- **YOUR TASK**:
Write out every one of the items below word for word, reproducing each line without any change.

- **INFORMATION SHOWN**:

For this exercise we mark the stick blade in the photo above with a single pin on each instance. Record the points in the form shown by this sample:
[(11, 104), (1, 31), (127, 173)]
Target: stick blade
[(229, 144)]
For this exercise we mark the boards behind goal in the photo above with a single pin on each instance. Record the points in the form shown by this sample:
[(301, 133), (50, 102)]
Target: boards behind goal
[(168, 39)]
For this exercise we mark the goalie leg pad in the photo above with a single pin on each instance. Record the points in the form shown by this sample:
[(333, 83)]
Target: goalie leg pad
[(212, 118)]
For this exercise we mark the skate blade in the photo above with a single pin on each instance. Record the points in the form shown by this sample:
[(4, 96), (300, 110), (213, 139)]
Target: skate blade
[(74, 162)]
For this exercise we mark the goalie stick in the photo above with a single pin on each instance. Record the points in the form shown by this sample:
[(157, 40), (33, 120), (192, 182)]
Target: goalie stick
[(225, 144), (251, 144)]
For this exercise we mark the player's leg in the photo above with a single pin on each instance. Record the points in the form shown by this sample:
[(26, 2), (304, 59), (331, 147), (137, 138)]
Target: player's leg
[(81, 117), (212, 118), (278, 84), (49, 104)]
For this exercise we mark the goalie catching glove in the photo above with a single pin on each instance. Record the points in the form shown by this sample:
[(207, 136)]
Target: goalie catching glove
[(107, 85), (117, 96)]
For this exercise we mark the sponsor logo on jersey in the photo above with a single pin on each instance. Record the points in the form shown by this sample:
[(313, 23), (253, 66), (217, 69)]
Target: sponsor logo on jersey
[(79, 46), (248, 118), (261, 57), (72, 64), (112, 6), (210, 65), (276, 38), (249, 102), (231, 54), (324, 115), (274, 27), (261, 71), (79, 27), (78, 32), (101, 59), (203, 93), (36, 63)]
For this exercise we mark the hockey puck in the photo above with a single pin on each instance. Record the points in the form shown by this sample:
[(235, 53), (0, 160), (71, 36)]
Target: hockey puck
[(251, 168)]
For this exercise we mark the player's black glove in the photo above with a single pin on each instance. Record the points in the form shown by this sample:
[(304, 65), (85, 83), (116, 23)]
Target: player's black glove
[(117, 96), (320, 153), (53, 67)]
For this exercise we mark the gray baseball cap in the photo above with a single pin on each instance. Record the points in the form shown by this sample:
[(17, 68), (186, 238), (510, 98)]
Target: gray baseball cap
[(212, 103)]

- **SOLUTION TO THIS PROBLEM**:
For this exercise we mark the stick blade in the photo above with a single pin on each instance. Record the points in the form shown by this sample:
[(11, 104), (1, 31), (127, 173)]
Target: stick blade
[(229, 144)]
For this exercise we mark the boards behind goal in the photo above with a single pin on each instance. Record the points in the form shown by this sample:
[(301, 133), (50, 102)]
Target: boards behind goal
[(168, 39)]
For this exercise we mark the goalie leg pad in the photo above with a single pin on each instance. Record the points in the form shown by this sample:
[(333, 83)]
Target: goalie leg pad
[(212, 118)]
For this exercise we mark the skate blade in the photo above with a single pin on each instance. Record the points in the form shown by this sample:
[(4, 96), (300, 110), (213, 139)]
Target: skate blade
[(74, 162)]
For this exercise we mark the goalie stick in the photo above with a single pin on each instance. Record the points in the form shown by this sample:
[(157, 40), (33, 120), (192, 182)]
Target: goalie stick
[(225, 144), (251, 144)]
For this exercise we mark the player's leg in the photo above with a single pin on each instance. Record the points in the form shown by this sample:
[(26, 2), (304, 59), (331, 147), (137, 138)]
Target: player's leg
[(81, 117), (212, 118), (278, 84), (49, 104)]
For this exercise we mark the goalie catching glove in the photo above with a single pin on each instance. Record the points in the form shown by this sample:
[(207, 136)]
Target: goalie catching glove
[(107, 85), (117, 96)]
For this exercise we mark the sponsor logo on jersey in the photo above with a single pin on each instance. Record the points in the form shown by this sample:
[(313, 23), (253, 66), (217, 69)]
Target: sponsor logo on jersey
[(79, 46), (248, 118), (261, 57), (72, 64), (112, 6), (210, 65), (276, 38), (249, 102), (231, 54), (324, 115), (274, 27), (261, 71), (79, 27), (78, 32), (101, 59), (203, 93), (36, 63)]
For this exercise we mark the hockey puck in the photo above with a single pin on each instance. Record the points in the form shown by this sample:
[(235, 53), (0, 160), (71, 36)]
Target: hockey puck
[(251, 168)]
For this exercise we mark the player's black glove in the photo above with a single pin on each instance. Record the points in the form shown by this sample:
[(304, 65), (85, 83), (116, 23)]
Target: player's black glove
[(117, 96), (320, 153), (53, 67)]
For this exercise we mark the gray baseball cap in the photo above with a single pin on each instance. Record the points in the form shown by this sample:
[(17, 68), (186, 238), (510, 98)]
Target: gray baseball cap
[(212, 103)]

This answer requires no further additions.